SOURCE TEXT:
Programmers Assemble

Writeup by hgarrereyn

  • Reverse Engineering
  • 75 points
  • Description: You found a text file with some really low level code. Some value at the beginning has been X'ed out. Can you figure out what should be there, to make main return the value 0x1? Submit the answer as a hexidecimal number, with no extraneous 0s. For example, the decimal number 2015 would be submitted as 0x7df, not 0x000007df


Here is the file we were given:


.global main

    mov $XXXXXXX, %eax
    mov $0, %ebx
    mov $0x8, %ecx
    test %eax, %eax
    jz fin
    add %ecx, %ebx
    dec %eax
    jmp loop
    cmp $0xb790, %ebx
    je good
    mov $0, %eax
    jmp end
    mov $1, %eax


We are looking for a return value of 0x1. The only place we get this is in the good subroutine.

Looking backwards through the assembly, we see that the only code that branches here is in the fin subroutine. Therefore, %ebx must equal 0xb790 when we call fin. But where do we branch to fin?

RAW RECORDS:
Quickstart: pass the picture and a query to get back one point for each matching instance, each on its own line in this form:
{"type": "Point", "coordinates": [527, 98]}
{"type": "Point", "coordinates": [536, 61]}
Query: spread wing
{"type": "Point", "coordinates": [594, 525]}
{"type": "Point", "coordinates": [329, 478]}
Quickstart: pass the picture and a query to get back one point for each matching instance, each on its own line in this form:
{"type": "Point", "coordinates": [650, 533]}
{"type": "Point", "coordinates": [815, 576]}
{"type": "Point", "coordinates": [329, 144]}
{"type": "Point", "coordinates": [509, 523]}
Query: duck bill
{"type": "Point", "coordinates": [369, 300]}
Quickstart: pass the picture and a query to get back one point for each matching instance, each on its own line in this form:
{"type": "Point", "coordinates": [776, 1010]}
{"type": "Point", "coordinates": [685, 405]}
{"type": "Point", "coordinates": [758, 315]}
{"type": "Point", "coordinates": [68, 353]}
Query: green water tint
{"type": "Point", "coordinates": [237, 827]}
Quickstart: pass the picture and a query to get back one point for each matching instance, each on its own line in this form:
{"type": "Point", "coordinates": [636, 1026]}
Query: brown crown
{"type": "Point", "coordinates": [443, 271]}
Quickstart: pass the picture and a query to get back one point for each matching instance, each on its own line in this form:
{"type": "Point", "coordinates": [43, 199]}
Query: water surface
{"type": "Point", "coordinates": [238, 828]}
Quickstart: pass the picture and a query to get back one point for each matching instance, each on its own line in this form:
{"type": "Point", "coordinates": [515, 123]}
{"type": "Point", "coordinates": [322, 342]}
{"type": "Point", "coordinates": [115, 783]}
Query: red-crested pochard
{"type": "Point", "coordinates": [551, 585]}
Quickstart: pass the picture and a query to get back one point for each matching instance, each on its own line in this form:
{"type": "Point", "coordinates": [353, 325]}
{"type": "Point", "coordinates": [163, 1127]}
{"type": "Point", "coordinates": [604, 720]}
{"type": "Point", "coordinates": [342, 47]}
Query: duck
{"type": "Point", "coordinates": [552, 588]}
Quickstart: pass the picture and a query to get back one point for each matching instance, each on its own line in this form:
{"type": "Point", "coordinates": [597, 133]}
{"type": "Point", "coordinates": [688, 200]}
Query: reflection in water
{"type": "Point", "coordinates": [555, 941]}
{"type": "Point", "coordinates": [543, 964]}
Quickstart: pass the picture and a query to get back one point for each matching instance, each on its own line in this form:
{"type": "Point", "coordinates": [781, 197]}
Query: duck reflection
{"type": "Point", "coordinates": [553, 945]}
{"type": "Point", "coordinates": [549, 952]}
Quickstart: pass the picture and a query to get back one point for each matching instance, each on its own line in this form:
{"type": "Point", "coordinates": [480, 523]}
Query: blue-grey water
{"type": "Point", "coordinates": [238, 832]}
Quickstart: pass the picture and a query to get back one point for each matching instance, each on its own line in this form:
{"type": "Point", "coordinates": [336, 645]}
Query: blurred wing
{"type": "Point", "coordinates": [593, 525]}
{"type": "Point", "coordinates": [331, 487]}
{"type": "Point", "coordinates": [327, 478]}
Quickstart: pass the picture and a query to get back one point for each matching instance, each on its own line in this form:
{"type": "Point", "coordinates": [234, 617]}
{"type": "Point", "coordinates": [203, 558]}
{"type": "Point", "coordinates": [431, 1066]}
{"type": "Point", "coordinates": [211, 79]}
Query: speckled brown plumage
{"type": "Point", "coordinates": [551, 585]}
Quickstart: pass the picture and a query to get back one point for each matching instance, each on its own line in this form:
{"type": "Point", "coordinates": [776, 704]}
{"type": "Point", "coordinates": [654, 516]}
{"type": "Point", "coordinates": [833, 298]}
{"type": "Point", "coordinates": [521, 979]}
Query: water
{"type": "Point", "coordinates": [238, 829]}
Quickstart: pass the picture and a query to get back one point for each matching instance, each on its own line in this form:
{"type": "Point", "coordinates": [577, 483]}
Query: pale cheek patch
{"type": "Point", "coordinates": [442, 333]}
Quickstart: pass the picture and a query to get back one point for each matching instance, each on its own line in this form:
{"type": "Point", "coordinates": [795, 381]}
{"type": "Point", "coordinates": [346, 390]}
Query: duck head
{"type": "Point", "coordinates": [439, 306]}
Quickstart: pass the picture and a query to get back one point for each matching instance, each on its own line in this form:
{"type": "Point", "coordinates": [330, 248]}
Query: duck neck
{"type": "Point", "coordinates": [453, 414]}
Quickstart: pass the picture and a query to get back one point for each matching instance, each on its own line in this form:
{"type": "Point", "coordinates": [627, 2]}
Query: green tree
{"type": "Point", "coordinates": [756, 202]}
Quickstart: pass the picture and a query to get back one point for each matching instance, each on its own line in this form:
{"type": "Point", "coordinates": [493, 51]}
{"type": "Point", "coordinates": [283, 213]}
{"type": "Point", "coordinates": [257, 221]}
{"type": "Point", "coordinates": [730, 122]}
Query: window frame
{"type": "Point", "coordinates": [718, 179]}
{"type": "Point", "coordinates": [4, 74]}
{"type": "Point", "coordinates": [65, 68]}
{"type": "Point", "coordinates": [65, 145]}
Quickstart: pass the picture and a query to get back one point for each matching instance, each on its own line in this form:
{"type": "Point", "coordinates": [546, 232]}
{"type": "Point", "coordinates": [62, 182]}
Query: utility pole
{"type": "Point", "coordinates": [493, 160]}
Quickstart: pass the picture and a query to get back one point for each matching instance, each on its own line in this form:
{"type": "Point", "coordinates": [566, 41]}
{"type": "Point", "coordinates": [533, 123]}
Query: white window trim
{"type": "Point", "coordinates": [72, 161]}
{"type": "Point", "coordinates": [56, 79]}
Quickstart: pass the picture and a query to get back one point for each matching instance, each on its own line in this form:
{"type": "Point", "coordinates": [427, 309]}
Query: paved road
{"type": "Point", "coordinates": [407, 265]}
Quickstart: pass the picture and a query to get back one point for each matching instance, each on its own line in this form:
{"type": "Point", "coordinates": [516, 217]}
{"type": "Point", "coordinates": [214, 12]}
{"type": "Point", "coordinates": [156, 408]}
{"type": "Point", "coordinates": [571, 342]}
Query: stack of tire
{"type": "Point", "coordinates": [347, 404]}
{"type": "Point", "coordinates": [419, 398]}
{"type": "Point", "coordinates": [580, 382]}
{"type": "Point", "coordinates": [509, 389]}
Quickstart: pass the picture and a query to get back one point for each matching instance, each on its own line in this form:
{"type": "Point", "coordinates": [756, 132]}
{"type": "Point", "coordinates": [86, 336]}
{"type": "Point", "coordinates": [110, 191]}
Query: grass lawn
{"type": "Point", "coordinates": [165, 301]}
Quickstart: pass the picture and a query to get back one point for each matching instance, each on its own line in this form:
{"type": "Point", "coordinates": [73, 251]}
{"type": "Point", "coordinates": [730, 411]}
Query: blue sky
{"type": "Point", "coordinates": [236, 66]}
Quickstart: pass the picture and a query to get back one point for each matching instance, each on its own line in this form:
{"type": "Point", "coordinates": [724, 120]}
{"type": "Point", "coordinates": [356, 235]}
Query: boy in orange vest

SET EXERCISE A: In the writeup, what value must %ebx equal when fin is called?
SET EXERCISE B: Copy the passage of the writeup from "We are looking" up to and including "branch to fin?".
Rely only on the writeup, not on the listing.

RESPONSE A: 0xb790

RESPONSE B:
We are looking for a return value of 0x1. The only place we get this is in the good subroutine.

Looking backwards through the assembly, we see that the only code that branches here is in the fin subroutine. Therefore, %ebx must equal 0xb790 when we call fin. But where do we branch to fin?